[Referring expression pointing data]

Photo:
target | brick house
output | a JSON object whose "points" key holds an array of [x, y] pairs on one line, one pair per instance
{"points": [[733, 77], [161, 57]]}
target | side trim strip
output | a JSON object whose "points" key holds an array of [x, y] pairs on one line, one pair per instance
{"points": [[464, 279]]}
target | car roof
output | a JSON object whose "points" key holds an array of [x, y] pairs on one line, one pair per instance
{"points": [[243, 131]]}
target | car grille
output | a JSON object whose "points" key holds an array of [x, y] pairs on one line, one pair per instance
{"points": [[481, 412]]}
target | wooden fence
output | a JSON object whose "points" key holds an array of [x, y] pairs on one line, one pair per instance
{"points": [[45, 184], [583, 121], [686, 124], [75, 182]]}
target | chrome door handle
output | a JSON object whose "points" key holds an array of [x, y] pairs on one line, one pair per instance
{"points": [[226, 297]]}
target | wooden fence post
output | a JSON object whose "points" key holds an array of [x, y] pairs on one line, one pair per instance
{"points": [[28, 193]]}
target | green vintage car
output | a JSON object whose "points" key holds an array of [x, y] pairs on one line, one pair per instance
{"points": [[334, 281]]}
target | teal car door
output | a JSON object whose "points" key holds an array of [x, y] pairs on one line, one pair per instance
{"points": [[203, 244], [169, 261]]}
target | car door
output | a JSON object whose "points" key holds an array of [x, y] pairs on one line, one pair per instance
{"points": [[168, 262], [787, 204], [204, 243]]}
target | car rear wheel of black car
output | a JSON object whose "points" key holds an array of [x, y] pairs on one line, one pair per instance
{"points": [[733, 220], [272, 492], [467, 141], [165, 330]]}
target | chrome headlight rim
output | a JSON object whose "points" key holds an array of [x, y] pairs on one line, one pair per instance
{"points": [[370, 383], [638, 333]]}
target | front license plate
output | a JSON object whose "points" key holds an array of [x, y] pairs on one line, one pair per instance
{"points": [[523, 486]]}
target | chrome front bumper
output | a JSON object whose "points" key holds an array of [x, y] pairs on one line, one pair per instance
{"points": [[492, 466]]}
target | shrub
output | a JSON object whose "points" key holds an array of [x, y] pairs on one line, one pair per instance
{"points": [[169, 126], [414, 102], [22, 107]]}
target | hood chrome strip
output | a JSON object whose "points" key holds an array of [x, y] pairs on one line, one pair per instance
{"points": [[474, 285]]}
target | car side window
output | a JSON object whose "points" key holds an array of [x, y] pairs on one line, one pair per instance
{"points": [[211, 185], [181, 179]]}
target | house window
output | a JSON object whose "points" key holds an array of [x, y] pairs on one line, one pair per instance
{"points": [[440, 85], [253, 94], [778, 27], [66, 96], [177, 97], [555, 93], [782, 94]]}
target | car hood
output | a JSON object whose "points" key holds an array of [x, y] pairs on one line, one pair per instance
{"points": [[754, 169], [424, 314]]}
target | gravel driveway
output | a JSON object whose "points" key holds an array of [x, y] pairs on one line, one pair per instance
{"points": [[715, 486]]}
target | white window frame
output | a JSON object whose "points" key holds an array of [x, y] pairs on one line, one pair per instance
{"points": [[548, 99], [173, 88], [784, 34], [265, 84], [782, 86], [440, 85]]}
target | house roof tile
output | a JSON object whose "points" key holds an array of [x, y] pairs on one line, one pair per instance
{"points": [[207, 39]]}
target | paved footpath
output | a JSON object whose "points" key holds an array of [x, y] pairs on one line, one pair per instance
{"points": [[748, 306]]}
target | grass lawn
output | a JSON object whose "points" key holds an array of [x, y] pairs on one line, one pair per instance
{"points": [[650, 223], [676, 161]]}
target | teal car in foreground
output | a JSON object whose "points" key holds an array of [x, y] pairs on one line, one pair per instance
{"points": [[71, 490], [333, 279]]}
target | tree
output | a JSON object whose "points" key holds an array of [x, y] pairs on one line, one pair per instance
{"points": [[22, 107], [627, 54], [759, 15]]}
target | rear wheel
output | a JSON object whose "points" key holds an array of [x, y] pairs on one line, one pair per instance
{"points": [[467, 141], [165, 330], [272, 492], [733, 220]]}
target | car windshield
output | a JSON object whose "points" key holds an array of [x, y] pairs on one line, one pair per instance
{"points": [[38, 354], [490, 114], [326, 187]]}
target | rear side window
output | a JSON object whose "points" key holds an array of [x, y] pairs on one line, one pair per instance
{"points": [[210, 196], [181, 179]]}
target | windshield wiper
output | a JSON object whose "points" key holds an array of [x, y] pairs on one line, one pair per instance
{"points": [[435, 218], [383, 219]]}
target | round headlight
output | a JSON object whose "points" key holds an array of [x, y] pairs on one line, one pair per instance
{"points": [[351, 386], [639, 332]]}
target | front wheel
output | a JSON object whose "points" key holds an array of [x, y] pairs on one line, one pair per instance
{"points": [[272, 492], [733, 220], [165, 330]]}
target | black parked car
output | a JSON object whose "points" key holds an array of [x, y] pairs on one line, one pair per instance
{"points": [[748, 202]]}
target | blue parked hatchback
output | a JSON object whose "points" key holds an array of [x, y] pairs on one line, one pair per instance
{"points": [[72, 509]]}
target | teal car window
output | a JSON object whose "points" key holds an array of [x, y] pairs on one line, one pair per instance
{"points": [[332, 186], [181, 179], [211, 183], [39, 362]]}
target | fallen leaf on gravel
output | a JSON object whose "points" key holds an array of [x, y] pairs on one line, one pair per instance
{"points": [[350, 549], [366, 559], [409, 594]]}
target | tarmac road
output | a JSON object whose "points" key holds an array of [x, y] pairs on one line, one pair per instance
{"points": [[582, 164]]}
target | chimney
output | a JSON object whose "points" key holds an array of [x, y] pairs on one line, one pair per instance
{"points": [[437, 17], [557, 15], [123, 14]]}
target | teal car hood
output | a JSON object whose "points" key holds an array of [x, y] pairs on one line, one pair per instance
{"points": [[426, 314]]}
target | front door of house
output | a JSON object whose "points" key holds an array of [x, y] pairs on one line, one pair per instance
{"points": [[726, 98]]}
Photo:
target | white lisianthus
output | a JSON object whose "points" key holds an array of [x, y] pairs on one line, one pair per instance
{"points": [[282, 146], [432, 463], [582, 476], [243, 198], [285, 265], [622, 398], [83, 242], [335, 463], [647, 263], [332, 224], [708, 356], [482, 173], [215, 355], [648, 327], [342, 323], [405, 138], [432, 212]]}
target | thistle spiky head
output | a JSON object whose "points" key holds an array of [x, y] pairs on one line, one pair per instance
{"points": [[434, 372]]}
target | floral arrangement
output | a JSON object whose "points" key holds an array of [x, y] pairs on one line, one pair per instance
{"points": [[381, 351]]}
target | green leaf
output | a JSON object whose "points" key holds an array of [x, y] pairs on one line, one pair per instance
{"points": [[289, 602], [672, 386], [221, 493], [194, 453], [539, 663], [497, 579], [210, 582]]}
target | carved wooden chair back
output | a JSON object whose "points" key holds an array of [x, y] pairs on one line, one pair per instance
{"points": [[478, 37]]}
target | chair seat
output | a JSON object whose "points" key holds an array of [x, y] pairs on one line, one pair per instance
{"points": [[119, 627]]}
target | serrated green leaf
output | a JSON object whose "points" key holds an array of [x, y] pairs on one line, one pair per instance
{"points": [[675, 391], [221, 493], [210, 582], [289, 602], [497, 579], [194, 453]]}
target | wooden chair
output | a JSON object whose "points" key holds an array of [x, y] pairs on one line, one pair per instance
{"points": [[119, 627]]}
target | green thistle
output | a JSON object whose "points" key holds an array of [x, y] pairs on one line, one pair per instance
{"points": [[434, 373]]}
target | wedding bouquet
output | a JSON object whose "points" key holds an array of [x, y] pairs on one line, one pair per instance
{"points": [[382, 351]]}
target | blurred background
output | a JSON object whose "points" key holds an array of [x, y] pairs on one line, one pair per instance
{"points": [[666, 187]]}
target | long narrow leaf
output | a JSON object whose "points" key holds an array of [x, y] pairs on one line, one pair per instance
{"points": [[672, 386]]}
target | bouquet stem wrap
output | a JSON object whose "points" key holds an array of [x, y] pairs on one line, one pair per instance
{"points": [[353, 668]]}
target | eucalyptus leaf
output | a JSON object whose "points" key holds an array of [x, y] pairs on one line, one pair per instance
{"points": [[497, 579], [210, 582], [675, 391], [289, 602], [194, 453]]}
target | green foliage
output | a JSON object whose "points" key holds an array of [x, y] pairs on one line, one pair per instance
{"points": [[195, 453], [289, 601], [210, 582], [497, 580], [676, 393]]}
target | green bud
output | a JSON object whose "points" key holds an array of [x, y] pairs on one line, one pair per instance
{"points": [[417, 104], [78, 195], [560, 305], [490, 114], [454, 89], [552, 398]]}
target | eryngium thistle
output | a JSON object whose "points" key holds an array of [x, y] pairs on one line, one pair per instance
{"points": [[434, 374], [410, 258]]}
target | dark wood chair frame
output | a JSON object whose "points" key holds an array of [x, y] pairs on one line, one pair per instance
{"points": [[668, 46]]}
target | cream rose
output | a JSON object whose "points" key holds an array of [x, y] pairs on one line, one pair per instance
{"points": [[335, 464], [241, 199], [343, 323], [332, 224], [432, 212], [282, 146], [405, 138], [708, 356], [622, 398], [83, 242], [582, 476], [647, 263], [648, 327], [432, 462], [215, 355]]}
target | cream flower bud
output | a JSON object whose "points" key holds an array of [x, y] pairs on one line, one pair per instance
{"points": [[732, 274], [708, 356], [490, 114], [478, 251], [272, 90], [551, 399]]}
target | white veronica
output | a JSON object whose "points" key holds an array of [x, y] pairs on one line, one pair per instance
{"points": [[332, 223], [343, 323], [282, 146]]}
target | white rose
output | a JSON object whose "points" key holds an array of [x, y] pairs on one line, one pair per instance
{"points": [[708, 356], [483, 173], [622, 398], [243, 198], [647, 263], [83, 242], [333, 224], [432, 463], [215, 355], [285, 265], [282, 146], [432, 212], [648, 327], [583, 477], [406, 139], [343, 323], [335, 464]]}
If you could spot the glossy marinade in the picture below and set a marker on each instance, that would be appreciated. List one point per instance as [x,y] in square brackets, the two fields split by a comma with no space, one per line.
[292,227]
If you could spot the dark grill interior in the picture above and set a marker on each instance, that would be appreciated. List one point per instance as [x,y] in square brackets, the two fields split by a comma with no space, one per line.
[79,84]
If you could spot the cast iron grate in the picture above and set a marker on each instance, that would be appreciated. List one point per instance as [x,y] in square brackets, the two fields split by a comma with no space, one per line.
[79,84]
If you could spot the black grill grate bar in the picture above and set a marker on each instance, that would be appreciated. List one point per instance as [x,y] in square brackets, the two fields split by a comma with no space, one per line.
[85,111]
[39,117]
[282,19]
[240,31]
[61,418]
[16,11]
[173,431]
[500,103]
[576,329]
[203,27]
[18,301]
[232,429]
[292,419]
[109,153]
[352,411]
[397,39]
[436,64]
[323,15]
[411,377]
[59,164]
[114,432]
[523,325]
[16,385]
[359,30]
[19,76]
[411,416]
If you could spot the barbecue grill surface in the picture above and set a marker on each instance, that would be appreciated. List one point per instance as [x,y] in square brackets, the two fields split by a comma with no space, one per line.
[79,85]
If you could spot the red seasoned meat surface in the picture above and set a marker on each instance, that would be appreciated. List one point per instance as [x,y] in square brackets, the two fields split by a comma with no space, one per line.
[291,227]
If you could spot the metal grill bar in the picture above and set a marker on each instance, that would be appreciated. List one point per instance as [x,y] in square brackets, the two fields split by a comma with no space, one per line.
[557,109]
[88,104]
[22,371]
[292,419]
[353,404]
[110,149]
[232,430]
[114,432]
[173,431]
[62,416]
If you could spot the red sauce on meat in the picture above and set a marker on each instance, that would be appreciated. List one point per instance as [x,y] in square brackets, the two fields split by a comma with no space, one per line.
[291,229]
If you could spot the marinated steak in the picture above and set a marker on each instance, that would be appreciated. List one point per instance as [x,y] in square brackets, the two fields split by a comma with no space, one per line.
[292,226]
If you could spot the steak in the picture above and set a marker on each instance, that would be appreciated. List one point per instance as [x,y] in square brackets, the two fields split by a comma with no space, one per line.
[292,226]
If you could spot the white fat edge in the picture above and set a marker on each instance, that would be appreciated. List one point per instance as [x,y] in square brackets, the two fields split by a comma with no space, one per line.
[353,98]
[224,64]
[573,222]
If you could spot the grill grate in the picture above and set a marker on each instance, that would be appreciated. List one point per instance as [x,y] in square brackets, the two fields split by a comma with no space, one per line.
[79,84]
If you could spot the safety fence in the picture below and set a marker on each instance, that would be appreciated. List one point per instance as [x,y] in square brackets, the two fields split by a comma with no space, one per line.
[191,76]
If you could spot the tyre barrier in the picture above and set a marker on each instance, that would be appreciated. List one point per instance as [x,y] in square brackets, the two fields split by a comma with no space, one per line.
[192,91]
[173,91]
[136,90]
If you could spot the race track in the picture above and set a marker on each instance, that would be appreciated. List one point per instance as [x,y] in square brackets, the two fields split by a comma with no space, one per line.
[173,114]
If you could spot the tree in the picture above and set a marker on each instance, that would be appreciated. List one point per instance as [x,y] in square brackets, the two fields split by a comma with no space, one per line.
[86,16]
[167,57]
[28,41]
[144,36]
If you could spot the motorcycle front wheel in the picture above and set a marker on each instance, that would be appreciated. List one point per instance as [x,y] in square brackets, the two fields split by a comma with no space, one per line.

## EXERCISE GOAL
Looking at the records above, return exactly the lines from the line with "target | hood chrome strip" to the line with "target | house window", both ends included.

## EXERCISE ANSWER
target | hood chrome strip
output | a JSON object whose "points" key holds an array of [x, y] pairs on one line, one pair per instance
{"points": [[474, 285]]}
target | car side window
output | a JSON object whose "points" key holds an array of [x, y] pairs on one line, one pair per instance
{"points": [[211, 185], [181, 179]]}
target | house window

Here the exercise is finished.